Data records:
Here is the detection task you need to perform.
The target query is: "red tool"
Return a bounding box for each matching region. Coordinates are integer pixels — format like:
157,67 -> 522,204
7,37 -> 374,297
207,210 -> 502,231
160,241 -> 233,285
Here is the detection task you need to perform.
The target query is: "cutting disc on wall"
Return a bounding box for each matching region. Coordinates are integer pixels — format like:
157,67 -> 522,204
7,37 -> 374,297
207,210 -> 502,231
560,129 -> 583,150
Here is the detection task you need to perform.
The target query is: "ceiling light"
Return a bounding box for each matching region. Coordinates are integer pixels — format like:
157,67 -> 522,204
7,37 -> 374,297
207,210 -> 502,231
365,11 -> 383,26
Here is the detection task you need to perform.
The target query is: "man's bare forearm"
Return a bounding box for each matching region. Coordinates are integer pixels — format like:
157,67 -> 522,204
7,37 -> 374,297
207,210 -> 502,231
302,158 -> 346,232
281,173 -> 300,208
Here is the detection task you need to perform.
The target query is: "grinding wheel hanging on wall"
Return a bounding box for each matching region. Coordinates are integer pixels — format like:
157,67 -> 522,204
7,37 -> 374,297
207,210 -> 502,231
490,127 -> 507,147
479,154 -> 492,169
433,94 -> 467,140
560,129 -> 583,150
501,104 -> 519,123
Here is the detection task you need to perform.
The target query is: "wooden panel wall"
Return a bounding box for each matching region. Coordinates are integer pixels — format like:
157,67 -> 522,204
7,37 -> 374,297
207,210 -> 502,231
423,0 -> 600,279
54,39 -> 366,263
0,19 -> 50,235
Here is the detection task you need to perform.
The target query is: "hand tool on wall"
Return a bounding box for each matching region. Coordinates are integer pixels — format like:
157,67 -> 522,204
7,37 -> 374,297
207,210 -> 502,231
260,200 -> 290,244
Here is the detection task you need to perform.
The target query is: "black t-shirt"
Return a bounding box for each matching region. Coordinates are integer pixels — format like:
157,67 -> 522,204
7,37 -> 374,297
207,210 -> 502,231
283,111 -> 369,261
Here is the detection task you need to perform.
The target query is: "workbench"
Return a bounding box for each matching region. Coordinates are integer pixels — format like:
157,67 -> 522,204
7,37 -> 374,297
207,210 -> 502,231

## SHORT PROBLEM
Add 107 to every coordinate in the answers as you write out again everything from the start of the data records down to the line containing "160,241 -> 233,285", with both ends included. Keep all other text in these lines, including the sample coordinates, as it is.

## TASK OUTPUT
Here is the detection task you need to perform.
The target query is: "red tool"
Return a bounding box for each matching region. Coordinates are integer pixels — format like:
157,67 -> 522,204
7,37 -> 374,297
207,210 -> 502,231
267,348 -> 340,392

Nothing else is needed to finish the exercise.